Can you output the lines of the records word for word, starting at the very beginning of the records and ending with the line that contains "POLYGON ((458 108, 437", with the pictures left out?

Start of PROVIDED INFORMATION

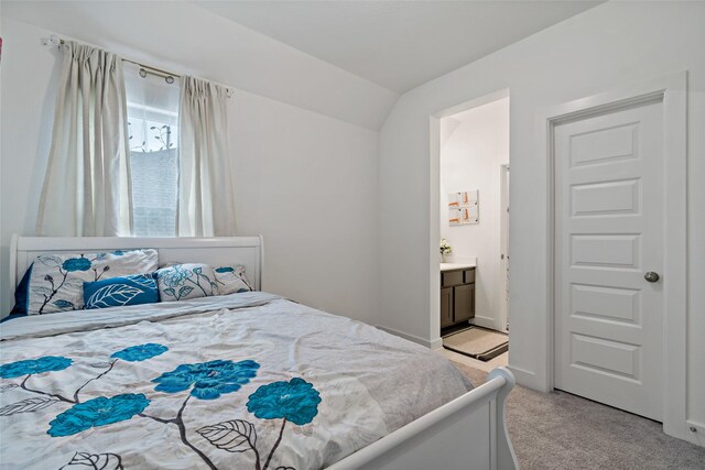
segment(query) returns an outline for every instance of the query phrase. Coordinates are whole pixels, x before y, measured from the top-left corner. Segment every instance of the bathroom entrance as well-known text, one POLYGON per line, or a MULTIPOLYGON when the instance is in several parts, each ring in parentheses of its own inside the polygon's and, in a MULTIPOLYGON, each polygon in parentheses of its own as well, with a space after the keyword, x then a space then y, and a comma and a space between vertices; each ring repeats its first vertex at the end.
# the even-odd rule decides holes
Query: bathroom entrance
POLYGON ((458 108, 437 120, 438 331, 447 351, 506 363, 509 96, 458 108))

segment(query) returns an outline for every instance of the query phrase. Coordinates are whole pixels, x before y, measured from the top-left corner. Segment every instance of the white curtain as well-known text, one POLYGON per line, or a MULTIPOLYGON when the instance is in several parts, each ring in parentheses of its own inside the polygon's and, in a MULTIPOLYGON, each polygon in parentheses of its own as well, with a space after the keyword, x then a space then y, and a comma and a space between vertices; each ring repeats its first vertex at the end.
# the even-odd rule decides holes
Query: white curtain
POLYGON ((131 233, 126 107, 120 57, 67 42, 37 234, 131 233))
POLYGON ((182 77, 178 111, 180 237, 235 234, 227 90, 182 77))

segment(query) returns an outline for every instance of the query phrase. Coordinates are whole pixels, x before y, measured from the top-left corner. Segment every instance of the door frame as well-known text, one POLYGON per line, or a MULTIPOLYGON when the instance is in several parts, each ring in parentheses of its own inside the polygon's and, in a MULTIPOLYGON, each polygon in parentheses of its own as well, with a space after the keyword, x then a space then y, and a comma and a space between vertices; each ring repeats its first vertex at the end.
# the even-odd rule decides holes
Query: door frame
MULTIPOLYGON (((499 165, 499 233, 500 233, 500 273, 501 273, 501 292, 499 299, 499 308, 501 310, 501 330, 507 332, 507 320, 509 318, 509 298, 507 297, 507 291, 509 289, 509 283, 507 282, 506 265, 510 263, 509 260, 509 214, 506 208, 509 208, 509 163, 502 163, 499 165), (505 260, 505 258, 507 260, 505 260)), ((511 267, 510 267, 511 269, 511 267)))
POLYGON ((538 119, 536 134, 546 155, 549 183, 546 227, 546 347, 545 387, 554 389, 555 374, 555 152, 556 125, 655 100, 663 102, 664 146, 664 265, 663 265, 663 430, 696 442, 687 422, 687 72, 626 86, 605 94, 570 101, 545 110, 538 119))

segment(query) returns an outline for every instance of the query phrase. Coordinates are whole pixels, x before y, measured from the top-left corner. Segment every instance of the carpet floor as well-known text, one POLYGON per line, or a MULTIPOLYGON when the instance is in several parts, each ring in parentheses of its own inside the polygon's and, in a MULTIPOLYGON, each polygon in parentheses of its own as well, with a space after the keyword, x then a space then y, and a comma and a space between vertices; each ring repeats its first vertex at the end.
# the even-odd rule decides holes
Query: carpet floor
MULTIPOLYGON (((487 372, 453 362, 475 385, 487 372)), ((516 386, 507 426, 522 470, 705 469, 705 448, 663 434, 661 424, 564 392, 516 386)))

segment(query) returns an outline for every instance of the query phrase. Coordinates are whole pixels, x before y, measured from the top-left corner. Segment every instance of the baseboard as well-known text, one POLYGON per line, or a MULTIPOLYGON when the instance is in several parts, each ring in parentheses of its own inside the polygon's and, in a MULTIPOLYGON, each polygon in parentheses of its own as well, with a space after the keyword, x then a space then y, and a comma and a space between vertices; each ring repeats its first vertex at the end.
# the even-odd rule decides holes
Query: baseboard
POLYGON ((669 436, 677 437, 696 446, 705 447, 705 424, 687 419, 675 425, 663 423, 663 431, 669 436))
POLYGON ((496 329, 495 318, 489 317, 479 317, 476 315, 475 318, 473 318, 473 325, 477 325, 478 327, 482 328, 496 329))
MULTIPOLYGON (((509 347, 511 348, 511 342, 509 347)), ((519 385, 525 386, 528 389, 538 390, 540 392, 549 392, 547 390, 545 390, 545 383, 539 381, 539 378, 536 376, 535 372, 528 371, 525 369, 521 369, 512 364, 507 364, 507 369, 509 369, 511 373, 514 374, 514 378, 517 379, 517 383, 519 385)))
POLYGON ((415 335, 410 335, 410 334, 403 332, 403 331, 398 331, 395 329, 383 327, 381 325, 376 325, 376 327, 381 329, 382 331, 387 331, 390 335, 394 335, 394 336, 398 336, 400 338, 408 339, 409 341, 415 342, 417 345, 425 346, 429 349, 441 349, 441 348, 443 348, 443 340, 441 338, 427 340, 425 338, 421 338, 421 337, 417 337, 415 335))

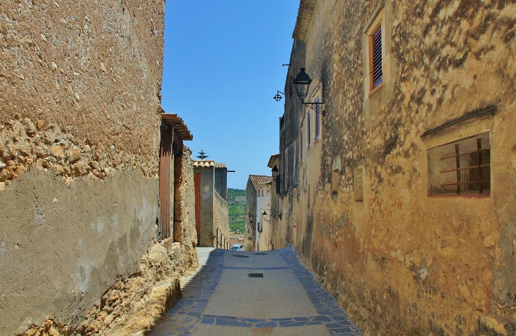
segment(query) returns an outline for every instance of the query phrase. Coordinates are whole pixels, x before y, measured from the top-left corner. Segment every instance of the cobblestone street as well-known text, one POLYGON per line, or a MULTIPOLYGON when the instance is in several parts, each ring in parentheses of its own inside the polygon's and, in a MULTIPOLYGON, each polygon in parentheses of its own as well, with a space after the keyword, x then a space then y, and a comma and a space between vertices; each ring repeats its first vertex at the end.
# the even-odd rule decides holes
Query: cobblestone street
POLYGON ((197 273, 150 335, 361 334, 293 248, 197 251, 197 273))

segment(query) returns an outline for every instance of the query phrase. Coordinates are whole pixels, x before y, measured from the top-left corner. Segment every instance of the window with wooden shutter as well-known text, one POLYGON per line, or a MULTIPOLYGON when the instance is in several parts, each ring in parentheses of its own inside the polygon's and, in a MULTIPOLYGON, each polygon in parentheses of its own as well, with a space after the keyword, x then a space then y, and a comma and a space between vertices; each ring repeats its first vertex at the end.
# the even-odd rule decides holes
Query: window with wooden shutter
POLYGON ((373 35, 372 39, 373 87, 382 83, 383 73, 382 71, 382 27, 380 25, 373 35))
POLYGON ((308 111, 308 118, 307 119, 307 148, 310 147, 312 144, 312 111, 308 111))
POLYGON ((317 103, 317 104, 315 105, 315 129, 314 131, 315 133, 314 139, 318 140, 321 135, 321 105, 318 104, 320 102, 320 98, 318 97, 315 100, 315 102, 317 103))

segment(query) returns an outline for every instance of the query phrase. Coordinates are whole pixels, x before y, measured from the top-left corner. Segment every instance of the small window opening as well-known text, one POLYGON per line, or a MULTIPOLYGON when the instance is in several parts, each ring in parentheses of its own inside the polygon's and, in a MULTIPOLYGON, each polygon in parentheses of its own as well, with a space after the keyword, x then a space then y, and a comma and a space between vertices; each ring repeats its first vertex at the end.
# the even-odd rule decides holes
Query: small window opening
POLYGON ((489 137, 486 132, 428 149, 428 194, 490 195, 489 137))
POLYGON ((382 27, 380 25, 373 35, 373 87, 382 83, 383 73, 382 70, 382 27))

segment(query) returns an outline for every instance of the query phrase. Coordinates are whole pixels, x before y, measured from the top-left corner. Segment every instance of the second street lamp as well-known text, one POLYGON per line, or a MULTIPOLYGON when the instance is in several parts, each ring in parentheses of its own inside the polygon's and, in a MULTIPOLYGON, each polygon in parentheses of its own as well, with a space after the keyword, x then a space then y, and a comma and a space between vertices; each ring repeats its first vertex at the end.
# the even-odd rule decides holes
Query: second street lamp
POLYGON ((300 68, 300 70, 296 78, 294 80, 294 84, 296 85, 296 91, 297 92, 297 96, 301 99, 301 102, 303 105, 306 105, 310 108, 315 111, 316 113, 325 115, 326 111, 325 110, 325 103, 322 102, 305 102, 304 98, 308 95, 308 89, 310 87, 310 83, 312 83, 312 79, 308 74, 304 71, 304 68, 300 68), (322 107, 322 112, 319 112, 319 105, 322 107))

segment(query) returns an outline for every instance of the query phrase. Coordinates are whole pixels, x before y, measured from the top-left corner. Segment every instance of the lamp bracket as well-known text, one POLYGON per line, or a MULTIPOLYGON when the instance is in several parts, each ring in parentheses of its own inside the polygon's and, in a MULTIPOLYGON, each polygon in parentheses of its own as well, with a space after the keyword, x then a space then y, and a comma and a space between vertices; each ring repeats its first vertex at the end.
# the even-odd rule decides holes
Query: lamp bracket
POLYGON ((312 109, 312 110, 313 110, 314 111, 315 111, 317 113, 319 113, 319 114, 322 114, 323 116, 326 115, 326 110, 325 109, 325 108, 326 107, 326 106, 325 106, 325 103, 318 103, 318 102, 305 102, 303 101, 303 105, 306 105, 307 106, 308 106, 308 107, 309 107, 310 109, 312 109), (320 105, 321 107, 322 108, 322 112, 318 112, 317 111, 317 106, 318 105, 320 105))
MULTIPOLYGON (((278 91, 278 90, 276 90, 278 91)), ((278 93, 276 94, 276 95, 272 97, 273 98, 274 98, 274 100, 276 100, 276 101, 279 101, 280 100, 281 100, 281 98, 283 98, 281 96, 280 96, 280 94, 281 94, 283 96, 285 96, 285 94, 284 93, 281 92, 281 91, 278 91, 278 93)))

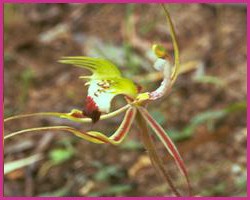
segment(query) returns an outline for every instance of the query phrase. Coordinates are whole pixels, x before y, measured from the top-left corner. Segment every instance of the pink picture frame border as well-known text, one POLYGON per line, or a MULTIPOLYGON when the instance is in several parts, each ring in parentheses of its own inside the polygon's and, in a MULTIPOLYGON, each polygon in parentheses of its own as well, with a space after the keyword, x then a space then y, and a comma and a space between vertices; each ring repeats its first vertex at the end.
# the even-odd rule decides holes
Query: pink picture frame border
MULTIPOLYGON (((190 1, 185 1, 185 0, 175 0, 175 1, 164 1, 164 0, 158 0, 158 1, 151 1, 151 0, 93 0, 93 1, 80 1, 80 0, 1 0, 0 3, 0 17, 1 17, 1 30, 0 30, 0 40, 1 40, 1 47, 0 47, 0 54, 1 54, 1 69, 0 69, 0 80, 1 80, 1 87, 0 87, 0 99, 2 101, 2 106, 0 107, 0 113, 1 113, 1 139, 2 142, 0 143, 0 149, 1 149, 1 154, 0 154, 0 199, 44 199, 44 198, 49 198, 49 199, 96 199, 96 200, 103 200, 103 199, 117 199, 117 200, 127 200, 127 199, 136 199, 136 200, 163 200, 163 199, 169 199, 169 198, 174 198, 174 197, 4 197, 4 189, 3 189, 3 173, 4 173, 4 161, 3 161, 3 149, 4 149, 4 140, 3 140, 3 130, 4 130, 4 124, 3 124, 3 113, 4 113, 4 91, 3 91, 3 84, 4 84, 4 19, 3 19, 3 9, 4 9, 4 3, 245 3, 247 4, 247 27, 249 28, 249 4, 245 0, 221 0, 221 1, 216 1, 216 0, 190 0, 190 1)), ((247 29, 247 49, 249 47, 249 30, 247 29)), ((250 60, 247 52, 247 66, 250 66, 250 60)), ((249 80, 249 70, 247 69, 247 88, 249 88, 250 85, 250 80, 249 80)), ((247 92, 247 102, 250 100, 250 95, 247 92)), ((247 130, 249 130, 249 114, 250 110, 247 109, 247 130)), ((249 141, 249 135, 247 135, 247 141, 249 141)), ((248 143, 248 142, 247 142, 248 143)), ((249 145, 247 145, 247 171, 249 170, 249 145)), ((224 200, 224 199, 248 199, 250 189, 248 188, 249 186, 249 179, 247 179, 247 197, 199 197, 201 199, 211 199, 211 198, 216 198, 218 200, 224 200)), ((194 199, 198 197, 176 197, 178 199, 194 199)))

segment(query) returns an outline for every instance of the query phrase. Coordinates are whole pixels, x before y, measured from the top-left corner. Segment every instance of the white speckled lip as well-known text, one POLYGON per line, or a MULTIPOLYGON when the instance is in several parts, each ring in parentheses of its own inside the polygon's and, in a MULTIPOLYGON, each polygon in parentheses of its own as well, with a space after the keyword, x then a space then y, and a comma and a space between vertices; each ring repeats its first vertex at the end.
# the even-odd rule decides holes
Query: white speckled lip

End of PROVIDED INFORMATION

## ANSWER TO THIS EXERCISE
segment(query) returns an outline for every instance of the query phrase. Coordinates are whole pixels, x before y, measured from the top-left corner. Segment every instance of the bathroom entrance as well-known text, one POLYGON per line, or a MULTIPOLYGON when the instance is in several parts, each ring in parentheses of its own inside the polygon's and, in a MULTIPOLYGON, each polygon in parentheses of its own as well, with a space after the keyword, x then a space then y, and a comma and a space between vertices; each ring repeats its first vertex at the end.
# the even-odd rule decides holes
Query: bathroom entrance
POLYGON ((458 108, 437 120, 438 331, 447 351, 506 363, 509 96, 458 108))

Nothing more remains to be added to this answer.